Record excerpts
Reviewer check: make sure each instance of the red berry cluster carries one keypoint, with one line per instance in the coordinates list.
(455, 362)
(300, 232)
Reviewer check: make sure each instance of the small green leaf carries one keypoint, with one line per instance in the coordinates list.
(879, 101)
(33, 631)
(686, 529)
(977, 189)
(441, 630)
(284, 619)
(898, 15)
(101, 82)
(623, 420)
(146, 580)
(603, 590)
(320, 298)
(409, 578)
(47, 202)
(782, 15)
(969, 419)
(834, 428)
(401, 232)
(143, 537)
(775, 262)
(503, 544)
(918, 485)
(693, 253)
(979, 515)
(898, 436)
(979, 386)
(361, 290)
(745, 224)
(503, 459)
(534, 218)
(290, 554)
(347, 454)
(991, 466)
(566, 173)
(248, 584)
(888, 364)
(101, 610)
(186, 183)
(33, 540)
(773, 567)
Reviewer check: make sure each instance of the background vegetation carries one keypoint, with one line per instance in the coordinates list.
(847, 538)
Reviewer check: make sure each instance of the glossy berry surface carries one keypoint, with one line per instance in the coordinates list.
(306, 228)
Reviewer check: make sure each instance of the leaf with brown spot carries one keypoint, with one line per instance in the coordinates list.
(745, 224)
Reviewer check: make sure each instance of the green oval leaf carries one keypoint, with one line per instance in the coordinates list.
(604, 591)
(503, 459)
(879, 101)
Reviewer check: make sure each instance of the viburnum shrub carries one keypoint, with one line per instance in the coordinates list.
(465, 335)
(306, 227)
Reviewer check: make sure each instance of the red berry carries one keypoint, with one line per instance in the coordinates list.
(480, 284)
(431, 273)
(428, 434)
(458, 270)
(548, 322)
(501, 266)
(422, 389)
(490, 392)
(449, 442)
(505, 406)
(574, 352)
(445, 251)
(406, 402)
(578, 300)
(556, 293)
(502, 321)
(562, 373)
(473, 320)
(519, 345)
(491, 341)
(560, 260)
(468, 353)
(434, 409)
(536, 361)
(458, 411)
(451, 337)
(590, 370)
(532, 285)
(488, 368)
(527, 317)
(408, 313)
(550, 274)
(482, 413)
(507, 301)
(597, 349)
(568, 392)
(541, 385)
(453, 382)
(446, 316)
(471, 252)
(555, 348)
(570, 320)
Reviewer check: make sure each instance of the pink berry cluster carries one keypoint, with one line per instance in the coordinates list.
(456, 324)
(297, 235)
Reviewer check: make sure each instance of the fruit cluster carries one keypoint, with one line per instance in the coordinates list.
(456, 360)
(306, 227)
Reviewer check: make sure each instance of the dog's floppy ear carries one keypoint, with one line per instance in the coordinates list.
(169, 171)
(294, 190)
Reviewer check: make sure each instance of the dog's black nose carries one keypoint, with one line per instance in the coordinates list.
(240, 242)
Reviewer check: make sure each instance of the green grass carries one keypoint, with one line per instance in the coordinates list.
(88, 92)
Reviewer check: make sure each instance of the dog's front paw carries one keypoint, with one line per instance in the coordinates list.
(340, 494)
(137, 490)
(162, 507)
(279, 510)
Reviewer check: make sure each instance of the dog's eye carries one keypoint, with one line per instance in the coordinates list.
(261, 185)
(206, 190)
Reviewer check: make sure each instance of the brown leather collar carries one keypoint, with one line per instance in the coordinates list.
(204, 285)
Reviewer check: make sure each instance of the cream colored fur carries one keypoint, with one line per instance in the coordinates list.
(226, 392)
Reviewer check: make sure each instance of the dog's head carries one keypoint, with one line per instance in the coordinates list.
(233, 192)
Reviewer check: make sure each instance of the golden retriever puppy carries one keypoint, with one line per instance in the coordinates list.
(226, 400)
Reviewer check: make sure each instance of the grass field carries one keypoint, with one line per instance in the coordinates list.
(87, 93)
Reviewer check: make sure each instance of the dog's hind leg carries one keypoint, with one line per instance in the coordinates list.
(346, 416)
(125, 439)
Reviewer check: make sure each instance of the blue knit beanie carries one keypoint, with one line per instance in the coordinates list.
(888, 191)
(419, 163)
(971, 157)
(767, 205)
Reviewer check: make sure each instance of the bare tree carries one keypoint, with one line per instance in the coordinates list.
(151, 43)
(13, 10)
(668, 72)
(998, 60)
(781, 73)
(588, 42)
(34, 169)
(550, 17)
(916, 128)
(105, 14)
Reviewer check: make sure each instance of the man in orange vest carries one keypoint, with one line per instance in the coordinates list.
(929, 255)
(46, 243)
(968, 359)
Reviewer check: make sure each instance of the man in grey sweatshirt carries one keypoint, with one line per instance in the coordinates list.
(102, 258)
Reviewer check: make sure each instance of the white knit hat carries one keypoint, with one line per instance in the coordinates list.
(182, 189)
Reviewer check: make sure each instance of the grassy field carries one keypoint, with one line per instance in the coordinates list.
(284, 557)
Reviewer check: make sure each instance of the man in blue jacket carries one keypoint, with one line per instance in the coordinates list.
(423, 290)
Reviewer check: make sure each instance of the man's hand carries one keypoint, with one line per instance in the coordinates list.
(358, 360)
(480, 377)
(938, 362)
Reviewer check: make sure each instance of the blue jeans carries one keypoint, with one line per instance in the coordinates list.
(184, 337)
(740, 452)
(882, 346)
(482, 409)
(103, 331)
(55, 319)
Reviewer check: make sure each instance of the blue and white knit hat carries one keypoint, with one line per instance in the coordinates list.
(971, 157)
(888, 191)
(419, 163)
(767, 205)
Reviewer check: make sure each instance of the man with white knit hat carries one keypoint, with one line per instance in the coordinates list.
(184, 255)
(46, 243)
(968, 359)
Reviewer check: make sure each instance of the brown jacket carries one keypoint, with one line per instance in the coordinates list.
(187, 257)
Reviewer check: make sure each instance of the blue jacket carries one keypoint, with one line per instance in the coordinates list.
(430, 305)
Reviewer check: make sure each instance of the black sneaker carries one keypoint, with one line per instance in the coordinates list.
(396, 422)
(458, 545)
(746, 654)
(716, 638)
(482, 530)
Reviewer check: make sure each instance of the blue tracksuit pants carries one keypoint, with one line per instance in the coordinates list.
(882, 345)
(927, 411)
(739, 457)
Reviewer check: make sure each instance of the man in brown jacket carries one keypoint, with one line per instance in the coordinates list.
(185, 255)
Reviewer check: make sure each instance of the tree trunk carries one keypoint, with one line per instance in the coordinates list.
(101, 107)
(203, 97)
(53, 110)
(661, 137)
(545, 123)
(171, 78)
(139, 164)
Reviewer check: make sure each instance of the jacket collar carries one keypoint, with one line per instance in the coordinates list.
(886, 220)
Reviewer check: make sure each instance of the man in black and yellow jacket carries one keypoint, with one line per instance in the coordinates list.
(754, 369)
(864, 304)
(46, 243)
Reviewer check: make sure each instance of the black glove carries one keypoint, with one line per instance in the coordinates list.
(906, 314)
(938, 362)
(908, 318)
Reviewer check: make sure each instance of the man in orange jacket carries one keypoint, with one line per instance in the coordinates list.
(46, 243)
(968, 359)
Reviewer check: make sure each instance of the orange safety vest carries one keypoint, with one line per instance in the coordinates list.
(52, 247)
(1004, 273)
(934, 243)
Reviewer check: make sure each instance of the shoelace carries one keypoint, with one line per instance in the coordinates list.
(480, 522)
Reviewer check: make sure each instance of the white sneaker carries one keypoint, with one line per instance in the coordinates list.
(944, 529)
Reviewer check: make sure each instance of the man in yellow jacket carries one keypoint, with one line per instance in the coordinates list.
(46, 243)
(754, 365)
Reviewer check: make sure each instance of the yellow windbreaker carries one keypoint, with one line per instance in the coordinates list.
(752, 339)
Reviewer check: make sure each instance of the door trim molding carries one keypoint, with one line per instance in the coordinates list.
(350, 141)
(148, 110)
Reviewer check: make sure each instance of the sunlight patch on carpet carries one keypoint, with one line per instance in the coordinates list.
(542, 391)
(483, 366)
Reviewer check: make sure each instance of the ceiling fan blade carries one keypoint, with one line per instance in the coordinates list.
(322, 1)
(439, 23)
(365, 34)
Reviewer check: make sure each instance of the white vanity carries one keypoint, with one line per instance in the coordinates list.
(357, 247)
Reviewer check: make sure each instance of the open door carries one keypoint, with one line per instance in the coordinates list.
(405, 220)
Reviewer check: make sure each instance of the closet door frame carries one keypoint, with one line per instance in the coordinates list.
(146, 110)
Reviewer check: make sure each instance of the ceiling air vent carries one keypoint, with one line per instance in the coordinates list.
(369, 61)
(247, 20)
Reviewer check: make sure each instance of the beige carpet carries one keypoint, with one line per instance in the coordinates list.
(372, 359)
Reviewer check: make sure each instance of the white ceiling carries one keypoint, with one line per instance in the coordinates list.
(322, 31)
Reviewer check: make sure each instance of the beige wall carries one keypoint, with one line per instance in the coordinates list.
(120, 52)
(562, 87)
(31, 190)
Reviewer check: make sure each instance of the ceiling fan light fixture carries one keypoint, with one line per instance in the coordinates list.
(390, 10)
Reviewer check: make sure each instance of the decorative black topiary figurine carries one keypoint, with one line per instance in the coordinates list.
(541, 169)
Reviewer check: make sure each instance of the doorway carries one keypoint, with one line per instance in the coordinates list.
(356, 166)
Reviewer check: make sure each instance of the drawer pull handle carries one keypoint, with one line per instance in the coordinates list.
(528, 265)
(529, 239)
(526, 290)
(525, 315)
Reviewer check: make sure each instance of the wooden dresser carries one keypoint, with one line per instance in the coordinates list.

What is expected
Arrange the records as a numbered list, starting at the line that contains "Reviewer check: make sure each instance of the decorative" and continuing through the last line of the records, with blank lines left out.

Complete output
1. Reviewer check: make sure each instance of the decorative black topiary figurine carries one keypoint, with one line per instance in the coordinates list.
2. (541, 169)
3. Reviewer check: make sure each instance of the doorway carries one keypoint, with one line per instance in the coordinates list.
4. (356, 166)
5. Reviewer check: make sure each instance of the drawer pull handle carries one keypoint, with one line per instance in the coordinates list.
6. (528, 265)
7. (529, 239)
8. (526, 290)
9. (525, 315)
10. Reviewer check: make sure each instance of the wooden dresser carries one keypoint, with one line per instance in the coordinates list.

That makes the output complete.